§ REQUESTS:
1. In the review of That Time I Got Reincarnated As a Slime, which team does the reviewer say created the anime adaptation?
2. Carry on the review of That Time I Got Reincarnated As a Slime, starting after its final sentence.

Look, I have no problem with the isekai genre existing. But if it’s going to continue to be as popular as it is, then it has no right to complain when I start complaining about it. Seriously, what the fuck is up with these gimmicks getting past the concept stage? That Time I Got Reincarnated As a Slime? So after “Discount Kirito” buying underage slave girls to suck his cock and “Discount In Another World With My Smartphone” proving to the world that it’s actually possible to make a cheap version of In Another World With My Smartphone, our next big isekai is an anime about a luckless nice working adult getting killed and reincarnating as a slime monster in a fantasy world, yet still getting all the ladies to love him? I remember a colleague of mine saying that one day, anime leads would be nothing but primordial ooze and hot girls would still bang them, and man was he right on the money. Although to be fair, in Slime’s case, everyone wants to jump on our protagonist, regardless of species, gender, or common sense.
However, since Slime is one of those “actually popular/critically acclaimed isekai anime”, Japan once again gets to flip me off for not being able to predict what’s going to become a hit. Yes, I’m fully aware that out of all of the annoying trends that have come out of the anime industry over the decades, isekai light novel adaptations are easily the most successful with so many anime from that niche getting rave positive attention from the masses and creating more cosplay cliques than a normal high school could possibly contain. Neither the harem craze, the visual novel craze, nor the Shana craze were able to achieve that much, that’s for sure.
Still, there’s no denying that it’s getting harder for isekai anime to stand out these days. Re: Zero sort of peaked the genre to a point that Rising of the Shield Hero is seen as a comedown by comparison despite its popularity, and Slime is the only successful high-profile isekai anime released in-between those two that’s not a sequel (or spinoff) to an already popular isekai adaptation. And practically all of those sequels are seen as “well it was fine, but the first season was better” from Konosuba 2 to those Overlord continuations. How the hell was making your protagonist barely one step above a piece of poo going to inject life into this genre, especially when you’ve got the team who gave us the Infinite Stratos anime creating the adaptation?

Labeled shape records
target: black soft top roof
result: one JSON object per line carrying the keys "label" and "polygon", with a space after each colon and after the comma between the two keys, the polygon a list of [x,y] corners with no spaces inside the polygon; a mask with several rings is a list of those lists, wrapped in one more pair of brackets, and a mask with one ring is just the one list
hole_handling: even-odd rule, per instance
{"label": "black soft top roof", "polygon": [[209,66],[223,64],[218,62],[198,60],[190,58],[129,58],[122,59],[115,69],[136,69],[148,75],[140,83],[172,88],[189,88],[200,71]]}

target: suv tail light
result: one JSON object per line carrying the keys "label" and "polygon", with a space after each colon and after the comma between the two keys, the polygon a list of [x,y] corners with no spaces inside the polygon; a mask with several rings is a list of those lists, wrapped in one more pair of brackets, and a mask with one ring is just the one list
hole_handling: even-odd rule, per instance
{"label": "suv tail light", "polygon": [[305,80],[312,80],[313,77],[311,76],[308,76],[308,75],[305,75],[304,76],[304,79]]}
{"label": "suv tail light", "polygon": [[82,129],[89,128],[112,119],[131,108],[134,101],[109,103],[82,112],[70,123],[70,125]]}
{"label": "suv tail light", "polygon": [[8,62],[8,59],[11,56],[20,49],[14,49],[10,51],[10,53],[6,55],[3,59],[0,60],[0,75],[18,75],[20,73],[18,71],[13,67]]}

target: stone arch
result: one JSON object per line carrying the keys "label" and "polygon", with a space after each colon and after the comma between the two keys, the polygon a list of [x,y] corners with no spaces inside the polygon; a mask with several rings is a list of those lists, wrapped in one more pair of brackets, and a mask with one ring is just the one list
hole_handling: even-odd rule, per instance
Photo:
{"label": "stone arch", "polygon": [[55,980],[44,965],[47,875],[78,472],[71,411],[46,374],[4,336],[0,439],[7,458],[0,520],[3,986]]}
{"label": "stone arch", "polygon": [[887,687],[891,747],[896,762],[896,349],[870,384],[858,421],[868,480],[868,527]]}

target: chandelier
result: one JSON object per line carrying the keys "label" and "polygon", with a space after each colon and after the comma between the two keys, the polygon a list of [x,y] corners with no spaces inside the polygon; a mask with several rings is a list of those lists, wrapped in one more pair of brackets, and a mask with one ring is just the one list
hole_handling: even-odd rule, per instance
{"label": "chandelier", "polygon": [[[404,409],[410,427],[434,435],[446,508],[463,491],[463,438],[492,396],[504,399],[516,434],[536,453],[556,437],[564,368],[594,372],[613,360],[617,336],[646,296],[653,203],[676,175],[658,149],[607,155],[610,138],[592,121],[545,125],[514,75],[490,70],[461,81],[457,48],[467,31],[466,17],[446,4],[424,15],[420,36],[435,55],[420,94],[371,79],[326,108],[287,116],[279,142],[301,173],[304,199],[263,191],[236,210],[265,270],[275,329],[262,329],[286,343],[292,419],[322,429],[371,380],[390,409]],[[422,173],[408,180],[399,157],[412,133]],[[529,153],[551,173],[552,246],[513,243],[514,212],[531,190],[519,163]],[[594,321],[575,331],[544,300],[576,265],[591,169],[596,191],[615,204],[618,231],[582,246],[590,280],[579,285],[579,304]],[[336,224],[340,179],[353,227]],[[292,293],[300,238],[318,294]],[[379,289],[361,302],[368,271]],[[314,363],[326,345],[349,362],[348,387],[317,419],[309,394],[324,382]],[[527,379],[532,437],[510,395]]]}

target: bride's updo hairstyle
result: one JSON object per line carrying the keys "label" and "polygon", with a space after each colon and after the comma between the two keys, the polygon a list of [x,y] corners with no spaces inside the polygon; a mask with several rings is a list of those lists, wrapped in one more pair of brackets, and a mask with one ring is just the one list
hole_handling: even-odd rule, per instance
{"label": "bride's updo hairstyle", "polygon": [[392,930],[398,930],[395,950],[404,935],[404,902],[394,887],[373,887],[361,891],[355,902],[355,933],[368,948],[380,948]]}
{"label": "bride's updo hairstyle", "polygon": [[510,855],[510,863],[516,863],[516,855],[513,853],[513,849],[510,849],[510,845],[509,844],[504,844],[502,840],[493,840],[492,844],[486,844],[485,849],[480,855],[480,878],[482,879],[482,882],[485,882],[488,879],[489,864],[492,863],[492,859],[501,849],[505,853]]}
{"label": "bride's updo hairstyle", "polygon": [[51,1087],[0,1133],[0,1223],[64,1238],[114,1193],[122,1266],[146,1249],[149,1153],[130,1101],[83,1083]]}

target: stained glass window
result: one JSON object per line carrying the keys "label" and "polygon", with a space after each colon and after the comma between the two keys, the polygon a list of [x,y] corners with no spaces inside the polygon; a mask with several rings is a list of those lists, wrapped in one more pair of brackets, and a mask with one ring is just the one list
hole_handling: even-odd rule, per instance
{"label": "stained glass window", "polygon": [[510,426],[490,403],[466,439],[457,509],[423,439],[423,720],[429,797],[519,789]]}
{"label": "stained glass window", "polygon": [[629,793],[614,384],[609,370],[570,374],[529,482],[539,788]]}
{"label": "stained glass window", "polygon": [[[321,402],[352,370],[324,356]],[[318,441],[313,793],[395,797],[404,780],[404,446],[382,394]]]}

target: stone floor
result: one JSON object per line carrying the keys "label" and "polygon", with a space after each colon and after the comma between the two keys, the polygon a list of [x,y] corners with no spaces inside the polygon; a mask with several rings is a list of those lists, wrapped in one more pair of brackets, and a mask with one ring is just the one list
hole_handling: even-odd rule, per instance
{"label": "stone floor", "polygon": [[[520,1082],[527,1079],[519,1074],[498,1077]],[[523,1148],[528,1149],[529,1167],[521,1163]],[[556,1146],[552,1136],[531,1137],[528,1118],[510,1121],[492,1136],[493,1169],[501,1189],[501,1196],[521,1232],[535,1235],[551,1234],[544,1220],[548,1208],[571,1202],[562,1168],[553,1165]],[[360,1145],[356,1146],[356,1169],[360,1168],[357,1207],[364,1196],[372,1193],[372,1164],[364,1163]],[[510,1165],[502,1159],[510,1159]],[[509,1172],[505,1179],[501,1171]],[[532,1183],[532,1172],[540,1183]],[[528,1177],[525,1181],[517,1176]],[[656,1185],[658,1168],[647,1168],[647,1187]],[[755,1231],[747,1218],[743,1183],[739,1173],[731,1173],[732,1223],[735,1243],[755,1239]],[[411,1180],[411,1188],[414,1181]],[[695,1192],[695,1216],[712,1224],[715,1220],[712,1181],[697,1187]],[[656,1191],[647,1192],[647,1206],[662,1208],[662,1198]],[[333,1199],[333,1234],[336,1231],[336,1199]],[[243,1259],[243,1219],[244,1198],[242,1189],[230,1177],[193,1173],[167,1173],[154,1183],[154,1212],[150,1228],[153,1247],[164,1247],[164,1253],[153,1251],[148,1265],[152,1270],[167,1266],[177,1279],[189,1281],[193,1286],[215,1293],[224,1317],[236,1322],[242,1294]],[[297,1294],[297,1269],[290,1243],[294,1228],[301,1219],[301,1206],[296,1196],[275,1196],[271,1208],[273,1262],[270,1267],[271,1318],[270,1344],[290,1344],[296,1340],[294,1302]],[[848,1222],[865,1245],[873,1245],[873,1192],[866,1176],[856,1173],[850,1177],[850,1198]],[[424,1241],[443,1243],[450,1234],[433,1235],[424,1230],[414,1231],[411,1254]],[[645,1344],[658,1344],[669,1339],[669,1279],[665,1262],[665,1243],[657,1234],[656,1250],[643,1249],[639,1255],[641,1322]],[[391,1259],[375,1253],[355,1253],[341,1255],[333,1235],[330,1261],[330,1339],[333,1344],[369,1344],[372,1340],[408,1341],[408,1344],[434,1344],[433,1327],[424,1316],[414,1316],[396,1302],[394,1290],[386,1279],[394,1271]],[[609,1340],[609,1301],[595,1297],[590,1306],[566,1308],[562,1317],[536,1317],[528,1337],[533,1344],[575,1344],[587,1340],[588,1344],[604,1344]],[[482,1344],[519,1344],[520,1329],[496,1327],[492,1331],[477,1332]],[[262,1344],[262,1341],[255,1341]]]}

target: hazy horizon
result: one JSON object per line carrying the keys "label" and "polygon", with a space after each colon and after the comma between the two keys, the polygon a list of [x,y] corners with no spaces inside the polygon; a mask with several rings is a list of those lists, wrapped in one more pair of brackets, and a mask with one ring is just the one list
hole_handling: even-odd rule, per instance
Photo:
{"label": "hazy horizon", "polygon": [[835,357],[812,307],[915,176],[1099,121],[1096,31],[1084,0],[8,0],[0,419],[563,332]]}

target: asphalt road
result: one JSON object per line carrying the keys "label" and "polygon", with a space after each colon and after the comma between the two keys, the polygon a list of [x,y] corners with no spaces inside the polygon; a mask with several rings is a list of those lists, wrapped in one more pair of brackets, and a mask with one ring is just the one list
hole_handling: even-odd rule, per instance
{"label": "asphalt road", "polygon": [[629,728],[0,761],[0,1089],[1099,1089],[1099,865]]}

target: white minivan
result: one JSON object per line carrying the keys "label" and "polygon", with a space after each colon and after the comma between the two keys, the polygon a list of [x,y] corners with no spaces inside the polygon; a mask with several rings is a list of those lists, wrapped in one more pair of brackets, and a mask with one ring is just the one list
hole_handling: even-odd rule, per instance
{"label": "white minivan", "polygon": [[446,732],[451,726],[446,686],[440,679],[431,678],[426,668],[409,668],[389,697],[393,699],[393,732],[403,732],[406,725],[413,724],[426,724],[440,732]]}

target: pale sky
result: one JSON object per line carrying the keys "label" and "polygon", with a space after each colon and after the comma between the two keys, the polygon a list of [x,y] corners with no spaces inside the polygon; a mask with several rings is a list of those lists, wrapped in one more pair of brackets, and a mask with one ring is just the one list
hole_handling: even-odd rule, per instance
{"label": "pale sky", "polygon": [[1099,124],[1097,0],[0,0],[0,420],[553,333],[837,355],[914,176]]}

§ REPLIES:
1. The team that made the Infinite Stratos anime.

2.
Well it turns out I was wrong, although not for the reasons I expected. Slime actually stands out from the crowd because it is such a happy go-lucky wholesome take on a genre that’s primarily centered around artificial harems and cynical video game promotions that watching it is supposed to bring a smile to your face. Although it doesn’t start out that way, because it begins with a 37-year old man who’s such a nice guy and yet never had a girlfriend in his life getting killed by Truck-kun’s retarded underling, Knife-chan, because he wanted to try his hand at the whole “send protagonist to isekai world by killing him” bit. After the man dies and reincarnates as a slime monster, he ends up befriending a very powerful storm dragon named Veldora and absorbs him to become the equivalent of an all-powerful god, renaming himself Rimuru Tempest and deciding to use his new powers to play the real-life version of Civilization.
For some reason that’s not explained in the slightest beyond his “nice guy” personality, Rimuru wants to build his own kingdom and have everyone in the world get along, and such the entirety of the show is dedicated to him confronting other races and getting them on his side. And while he does kill some creatures with his newly acquired godlike dragon powers, nobody who was related to his victims hold it against him because he provides them all with sanitized character designs and quality housing where you don’t have to pay your taxes. There’s really not much of an end goal besides that. There are some hints at a bigger story like with people realizing Veldora isn’t in his cave anymore and some conflict regarding the seven demon lords, but around 99.9% of the plot is basically centered on “I reincarnated in a strange fantasy world and I will become the leader of a kingdom where everyone gets along”.
Like most light novel adaptations, the show is less of a single story and more of a series of arcs that happen to Rimuru, loosely tied by his ambition to be loved by everyone, and ending anticlimactically with no guarantee of a second season. If you pay attention to when this review is coming out, there’s technically still two more episodes left of the show, but the main narrative just wrapped up a few days ago and the remainder of the show are just gaiden stories that might as well be broadcast OVAs. So that just leaves one big question: why exactly are we watching this anime? Most people will say it’s because it puts a smile on your face. Well why does it put a smile on your face?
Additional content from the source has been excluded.